**DATA FOR PROCESSING:**

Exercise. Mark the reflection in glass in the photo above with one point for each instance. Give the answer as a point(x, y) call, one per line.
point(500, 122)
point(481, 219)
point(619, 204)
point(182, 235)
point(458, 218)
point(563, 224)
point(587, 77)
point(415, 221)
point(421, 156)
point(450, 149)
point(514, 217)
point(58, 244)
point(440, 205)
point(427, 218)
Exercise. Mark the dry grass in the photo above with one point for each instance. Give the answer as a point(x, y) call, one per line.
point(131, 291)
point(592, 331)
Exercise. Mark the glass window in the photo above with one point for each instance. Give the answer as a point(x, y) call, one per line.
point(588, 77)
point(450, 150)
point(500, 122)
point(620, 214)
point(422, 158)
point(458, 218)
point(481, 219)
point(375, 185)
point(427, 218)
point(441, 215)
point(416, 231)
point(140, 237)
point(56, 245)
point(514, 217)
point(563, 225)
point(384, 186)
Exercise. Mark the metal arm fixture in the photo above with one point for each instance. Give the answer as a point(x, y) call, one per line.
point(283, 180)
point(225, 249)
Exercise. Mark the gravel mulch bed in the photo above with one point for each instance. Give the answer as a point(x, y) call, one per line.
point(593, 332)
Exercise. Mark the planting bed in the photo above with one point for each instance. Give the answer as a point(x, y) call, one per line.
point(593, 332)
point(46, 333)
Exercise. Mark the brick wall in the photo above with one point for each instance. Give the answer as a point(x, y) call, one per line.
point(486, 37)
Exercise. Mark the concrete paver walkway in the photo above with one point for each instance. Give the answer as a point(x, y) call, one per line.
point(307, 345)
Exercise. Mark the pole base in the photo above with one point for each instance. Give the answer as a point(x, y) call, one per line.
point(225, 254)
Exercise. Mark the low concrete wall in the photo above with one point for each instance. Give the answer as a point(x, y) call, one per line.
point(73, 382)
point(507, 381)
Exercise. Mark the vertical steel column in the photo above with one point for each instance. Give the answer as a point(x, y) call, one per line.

**EXERCISE REQUIREMENTS:** Resize the records between the lines holding "Exercise. Mark the pole" and "point(507, 381)", inclusive. Reproduce every line in that span unchanged except for the point coordinates, which should each be multiplied by 2.25 and rounded to a whole number, with halves rounded up.

**EXERCISE SOLUTION:**
Exercise. Mark the pole base in the photo above with one point for each instance. Give the answer as a point(x, y) call, one per line.
point(506, 572)
Exercise. Mark the low concrete wall in the photo above with one point for each instance. Give the answer as a point(x, y) call, one per line.
point(164, 860)
point(1141, 857)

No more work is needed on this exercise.